_Available records:_
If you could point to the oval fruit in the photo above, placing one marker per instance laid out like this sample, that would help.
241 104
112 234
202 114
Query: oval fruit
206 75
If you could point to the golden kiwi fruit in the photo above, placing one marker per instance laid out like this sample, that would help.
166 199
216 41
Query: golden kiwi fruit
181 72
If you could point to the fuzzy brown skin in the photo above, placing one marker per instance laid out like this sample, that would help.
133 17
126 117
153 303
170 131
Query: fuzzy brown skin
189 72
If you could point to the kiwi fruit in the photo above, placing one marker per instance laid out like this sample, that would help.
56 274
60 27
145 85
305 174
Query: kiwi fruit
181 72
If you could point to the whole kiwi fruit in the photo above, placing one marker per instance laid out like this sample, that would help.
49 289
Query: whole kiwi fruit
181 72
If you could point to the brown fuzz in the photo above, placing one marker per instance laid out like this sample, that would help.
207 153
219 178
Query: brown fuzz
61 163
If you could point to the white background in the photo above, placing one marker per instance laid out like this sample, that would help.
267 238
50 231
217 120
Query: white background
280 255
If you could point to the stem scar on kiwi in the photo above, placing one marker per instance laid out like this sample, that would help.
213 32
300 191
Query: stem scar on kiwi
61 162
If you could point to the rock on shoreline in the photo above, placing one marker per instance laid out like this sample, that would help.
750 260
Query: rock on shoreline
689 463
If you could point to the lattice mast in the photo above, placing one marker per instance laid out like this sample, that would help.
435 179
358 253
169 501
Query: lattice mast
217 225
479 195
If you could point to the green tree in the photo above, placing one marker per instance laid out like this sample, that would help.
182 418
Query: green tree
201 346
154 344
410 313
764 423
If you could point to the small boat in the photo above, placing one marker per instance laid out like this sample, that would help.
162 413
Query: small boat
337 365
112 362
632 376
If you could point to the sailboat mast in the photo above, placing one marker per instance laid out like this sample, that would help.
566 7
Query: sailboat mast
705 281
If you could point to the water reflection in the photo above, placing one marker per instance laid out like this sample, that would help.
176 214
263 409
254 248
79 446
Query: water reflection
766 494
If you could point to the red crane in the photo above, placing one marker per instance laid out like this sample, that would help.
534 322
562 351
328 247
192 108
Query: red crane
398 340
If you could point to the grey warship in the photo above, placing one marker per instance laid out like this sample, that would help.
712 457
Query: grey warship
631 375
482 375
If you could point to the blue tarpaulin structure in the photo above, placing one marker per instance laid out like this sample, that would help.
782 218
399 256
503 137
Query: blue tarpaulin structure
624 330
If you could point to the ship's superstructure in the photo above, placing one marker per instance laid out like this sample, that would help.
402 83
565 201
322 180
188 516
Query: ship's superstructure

_Prompt:_ Rewrite every line of the entries above as one numbered list, leaving out any blank lines.

_Final answer:_
1. If you could point to the oval fruit in the photo above, placing one marker per instance laid out like this sample, that would help.
2. 241 104
3. 112 234
4. 202 114
5. Query: oval fruit
6. 206 75
7. If you could point to the golden kiwi fruit in the photo above, placing one marker per instance laid out like this sample, that would help.
8. 166 199
9. 216 41
10. Query: golden kiwi fruit
11. 181 72
12. If you could point to the fuzzy brown skin in the photo above, placing one marker per instance laid out like this sample, that would help.
13. 133 17
14. 126 117
15. 153 303
16. 170 131
17. Query: fuzzy brown skin
18. 189 72
19. If you could point to the kiwi fruit in the photo above, placing one marker per instance laid out like this sample, that would help.
20. 56 274
21. 60 27
22. 145 85
23. 305 174
24. Query: kiwi fruit
25. 181 72
26. If you could point to the whole kiwi fruit in the photo above, placing one marker per instance laid out like this sample, that would help.
27. 49 289
28. Query: whole kiwi fruit
29. 181 72
30. If you could point to the brown fuzz in the photo above, placing one marker per instance laid out like this sample, that would help.
31. 207 153
32. 219 178
33. Query: brown fuzz
34. 61 163
35. If you could point to the white background in the photo above, placing one marker per instance laid out like this sample, that would help.
36. 267 238
37. 50 231
38. 217 120
39. Query: white background
40. 280 255
41. If you could point to the stem scar on kiwi in the photo above, placing one marker per instance laid out like this sample, that would help.
42. 213 32
43. 300 191
44. Query: stem scar on kiwi
45. 61 162
46. If you could point to the rock on shoreline in the photo above, placing one marker per instance laid out like this sample, that would help.
47. 750 260
48. Query: rock on shoreline
49. 689 463
50. If you could point to the lattice mast in the photo above, placing one marker per instance laid out like this sample, that would help.
51. 435 179
52. 358 253
53. 169 501
54. Query: lattice mast
55. 217 225
56. 479 195
57. If you could point to the green tree in the photo above, placing one marker per instance laid out like this sample, that would help.
58. 182 418
59. Query: green tree
60. 201 346
61. 154 344
62. 410 313
63. 764 423
64. If you could point to the small boat in the photo above, placing one marker per instance laid out like this sample, that would help.
65. 162 413
66. Query: small boat
67. 337 365
68. 112 362
69. 632 376
70. If you could point to the sailboat mast in the photo above, placing one marker per instance laid out like this sample, that would help.
71. 566 7
72. Query: sailboat mast
73. 705 281
74. If you could point to the water reflection in the photo above, placing one marker per instance laid out like this sample, that would help.
75. 176 214
76. 263 409
77. 254 248
78. 79 446
79. Query: water reflection
80. 766 494
81. If you could point to the red crane in the photo above, placing one marker per instance laid out like this sample, that would help.
82. 534 322
83. 562 351
84. 328 247
85. 192 108
86. Query: red crane
87. 398 340
88. If you could point to the grey warship in the photo above, placing one marker per instance laid out like this sample, that would help.
89. 712 457
90. Query: grey warship
91. 631 375
92. 482 375
93. If you could point to the blue tarpaulin structure in the photo above, placing one marker per instance laid out like this sample, that would help.
94. 782 218
95. 399 256
96. 503 137
97. Query: blue tarpaulin structure
98. 624 330
99. If you could point to the ship's superstructure in the photo above, placing one marker per instance laid out like this sample, that would help.
100. 402 83
101. 565 201
102. 322 180
103. 188 516
104. Query: ship's superstructure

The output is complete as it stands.